Data records
/---
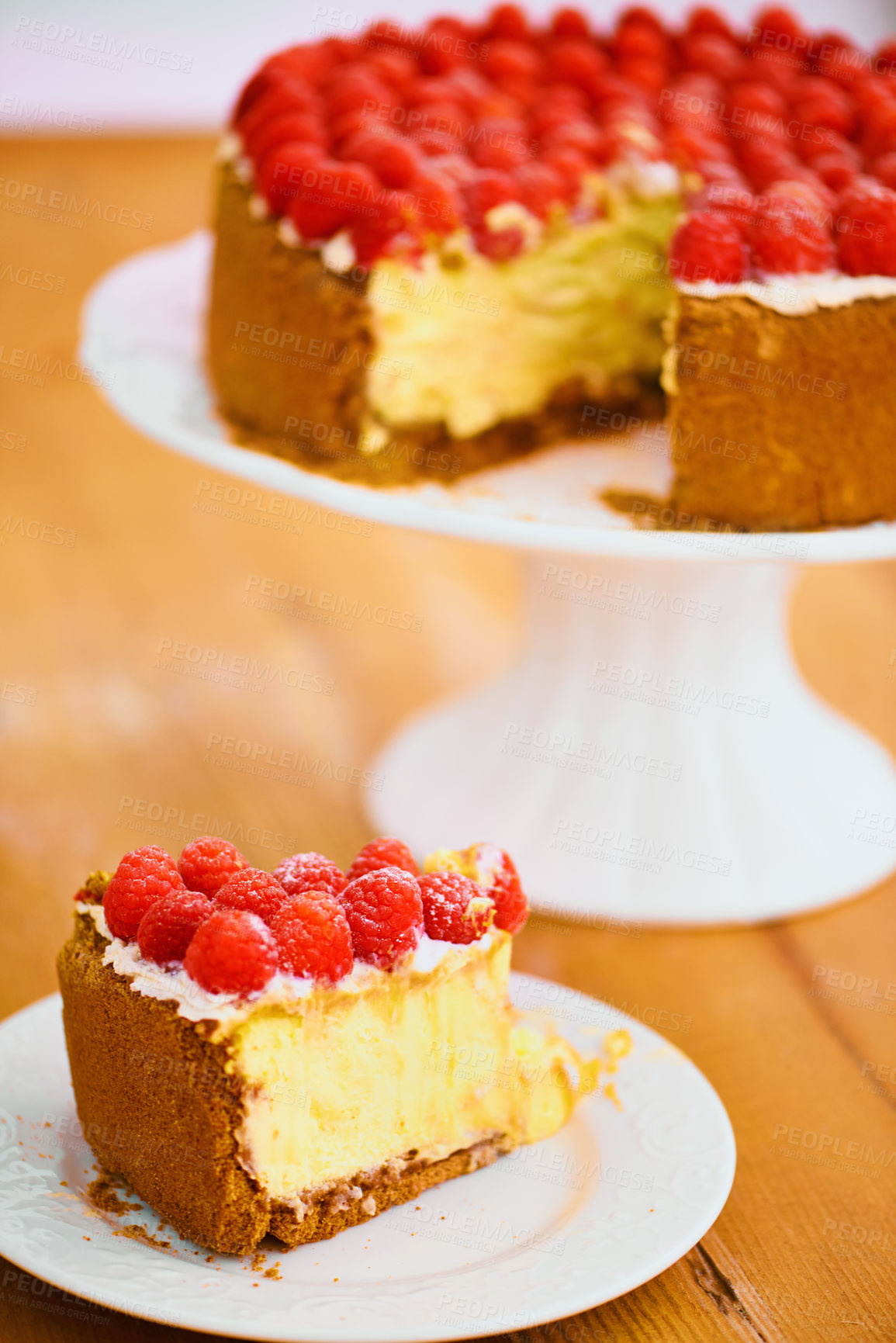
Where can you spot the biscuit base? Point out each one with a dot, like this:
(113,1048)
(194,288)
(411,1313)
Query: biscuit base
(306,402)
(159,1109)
\---
* [YOUR OBJECTIVE] Give back the data verbatim. The pictures are not part of the copy.

* [OUTPUT OF THE EXERCISE]
Where can you spot the biscuit base? Point out each one with a dot, like this:
(113,1048)
(194,288)
(411,1313)
Query: biscuit base
(306,402)
(159,1109)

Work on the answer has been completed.